[Records contained in a dataset]
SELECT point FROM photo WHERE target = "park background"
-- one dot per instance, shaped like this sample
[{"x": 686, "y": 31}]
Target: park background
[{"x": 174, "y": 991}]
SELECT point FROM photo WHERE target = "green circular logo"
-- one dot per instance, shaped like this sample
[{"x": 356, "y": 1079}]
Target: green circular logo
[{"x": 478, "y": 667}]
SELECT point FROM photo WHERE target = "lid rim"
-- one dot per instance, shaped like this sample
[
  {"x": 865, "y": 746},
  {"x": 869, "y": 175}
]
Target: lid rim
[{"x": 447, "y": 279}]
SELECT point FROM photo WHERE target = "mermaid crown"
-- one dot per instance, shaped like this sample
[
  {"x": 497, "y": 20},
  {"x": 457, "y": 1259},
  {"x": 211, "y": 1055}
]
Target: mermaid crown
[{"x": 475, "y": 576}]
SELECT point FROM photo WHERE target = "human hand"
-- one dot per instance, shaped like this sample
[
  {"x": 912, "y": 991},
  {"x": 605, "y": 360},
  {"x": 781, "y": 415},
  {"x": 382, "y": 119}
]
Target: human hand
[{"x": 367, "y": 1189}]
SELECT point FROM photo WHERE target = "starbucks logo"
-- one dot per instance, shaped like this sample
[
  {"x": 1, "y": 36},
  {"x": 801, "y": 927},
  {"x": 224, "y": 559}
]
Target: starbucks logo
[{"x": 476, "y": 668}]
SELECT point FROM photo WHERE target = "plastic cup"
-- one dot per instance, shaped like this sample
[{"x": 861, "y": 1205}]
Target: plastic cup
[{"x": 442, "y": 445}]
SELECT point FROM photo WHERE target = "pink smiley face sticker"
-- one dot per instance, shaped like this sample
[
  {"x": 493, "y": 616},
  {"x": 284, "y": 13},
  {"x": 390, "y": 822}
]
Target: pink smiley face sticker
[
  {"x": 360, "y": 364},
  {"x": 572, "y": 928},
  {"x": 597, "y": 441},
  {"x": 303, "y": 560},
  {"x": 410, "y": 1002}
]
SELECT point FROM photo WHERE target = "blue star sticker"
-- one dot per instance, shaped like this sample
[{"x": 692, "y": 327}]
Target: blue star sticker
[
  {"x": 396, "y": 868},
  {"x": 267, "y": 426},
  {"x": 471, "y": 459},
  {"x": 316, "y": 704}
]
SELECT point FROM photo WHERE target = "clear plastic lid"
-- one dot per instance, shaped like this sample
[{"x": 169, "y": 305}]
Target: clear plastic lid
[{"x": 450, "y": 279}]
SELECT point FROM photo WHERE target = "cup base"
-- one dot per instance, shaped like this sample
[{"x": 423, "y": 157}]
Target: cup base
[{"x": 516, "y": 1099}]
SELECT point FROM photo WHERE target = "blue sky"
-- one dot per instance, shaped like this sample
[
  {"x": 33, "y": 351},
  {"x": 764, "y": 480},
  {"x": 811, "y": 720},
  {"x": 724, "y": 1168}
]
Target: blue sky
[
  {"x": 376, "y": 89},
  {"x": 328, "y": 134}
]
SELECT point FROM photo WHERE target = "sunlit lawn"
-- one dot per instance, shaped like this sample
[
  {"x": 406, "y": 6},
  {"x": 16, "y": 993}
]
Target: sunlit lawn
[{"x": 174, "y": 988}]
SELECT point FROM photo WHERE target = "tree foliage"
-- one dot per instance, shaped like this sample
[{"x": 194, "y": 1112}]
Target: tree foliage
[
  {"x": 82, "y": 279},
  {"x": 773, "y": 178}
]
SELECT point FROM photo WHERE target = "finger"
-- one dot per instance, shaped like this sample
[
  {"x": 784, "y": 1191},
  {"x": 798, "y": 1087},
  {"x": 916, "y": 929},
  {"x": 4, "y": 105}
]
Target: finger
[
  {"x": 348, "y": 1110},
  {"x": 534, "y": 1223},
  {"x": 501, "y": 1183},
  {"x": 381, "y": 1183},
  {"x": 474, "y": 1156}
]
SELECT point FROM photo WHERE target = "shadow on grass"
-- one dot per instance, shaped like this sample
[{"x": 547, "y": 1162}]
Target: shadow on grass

● Exercise aim: Where a line of the entries contains "shadow", report that line.

● Output below:
SELECT point FROM photo WHERE target = "shadow on grass"
Target: shadow on grass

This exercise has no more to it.